Required action = Quote exactly and only this range of lines in the data below: the line that holds "column 209, row 165" to the line that holds "column 53, row 151", both included.

Working data =
____

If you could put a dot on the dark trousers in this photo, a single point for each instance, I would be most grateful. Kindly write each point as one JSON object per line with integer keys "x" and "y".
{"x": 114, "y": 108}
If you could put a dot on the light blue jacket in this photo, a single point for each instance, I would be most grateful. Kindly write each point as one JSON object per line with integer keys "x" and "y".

____

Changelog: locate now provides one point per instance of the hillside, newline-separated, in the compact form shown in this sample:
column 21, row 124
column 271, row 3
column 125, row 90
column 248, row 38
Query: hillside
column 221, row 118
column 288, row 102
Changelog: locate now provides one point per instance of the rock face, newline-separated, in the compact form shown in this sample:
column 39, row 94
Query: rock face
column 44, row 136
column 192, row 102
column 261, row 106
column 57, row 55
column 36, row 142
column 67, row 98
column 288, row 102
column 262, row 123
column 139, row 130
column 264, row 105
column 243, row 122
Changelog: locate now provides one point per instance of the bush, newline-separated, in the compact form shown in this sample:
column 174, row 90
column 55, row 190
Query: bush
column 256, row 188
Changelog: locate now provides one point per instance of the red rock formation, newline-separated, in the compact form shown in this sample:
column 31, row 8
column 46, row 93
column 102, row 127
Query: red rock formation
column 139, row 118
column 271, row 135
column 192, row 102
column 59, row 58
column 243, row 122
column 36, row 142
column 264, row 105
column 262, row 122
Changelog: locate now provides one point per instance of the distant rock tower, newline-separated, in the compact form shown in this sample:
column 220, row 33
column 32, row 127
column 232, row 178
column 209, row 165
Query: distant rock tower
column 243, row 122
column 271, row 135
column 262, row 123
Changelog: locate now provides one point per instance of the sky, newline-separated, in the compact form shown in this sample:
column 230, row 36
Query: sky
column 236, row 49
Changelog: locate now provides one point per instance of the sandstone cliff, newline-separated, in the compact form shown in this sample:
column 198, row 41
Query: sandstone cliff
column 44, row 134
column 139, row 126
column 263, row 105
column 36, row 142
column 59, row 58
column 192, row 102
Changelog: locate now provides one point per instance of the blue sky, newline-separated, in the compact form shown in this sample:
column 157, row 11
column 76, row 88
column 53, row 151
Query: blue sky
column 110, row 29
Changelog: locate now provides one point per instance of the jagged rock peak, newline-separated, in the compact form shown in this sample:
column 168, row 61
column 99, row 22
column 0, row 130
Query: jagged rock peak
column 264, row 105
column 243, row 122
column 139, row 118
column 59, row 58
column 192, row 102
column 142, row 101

____

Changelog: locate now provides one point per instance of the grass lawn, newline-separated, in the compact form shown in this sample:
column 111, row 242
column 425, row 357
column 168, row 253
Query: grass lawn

____

Exercise output =
column 209, row 165
Query: distant rock tower
column 243, row 122
column 271, row 135
column 262, row 123
Changelog: locate now provides one point per instance of the sky, newline-separated, in the compact form shown in this sample:
column 230, row 36
Query: sky
column 236, row 49
Changelog: locate now provides one point per instance of the sandstone cliff, newline-separated, in the compact form shown in this sample:
column 198, row 41
Query: sandstone cliff
column 44, row 134
column 139, row 126
column 263, row 105
column 36, row 142
column 59, row 58
column 192, row 102
Changelog: locate now provides one point per instance of the blue sky, newline-separated, in the compact form shown in this sample:
column 157, row 11
column 76, row 88
column 53, row 151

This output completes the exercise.